=== MATERIAL SHOWN ===
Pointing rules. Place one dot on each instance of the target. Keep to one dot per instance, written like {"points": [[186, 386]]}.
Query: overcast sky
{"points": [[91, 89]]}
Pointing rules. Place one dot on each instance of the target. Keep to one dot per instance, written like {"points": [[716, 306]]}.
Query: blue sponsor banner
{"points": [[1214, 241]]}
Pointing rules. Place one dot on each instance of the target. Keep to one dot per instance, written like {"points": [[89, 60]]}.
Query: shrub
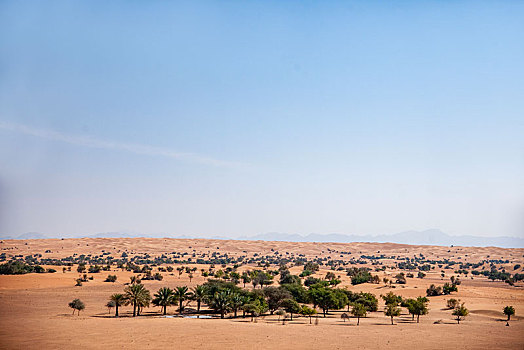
{"points": [[452, 303], [111, 278]]}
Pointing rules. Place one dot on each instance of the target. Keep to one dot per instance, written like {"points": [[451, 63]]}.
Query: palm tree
{"points": [[236, 301], [509, 311], [359, 310], [199, 293], [392, 310], [137, 295], [182, 294], [221, 302], [163, 298], [119, 300], [460, 312], [78, 305], [110, 304]]}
===
AIM OF THE TASK: From the data above, pick out each line containing "rules" and copy it.

ANSWER SPACE:
Pointing rules. Place one dot on each instance of the target. Keep to one dot per instance, written like {"points": [[186, 386]]}.
Pointing rules. Place one dot on each instance of the target. Keep to one dot per instance, written like {"points": [[716, 306]]}.
Pointing rules. Place one dot on each instance of the target. Keep to one dot per instance, written like {"points": [[89, 60]]}.
Pointing rules. Place one dot on each instance of the target. Keep to one dot per instance, written like {"points": [[451, 63]]}.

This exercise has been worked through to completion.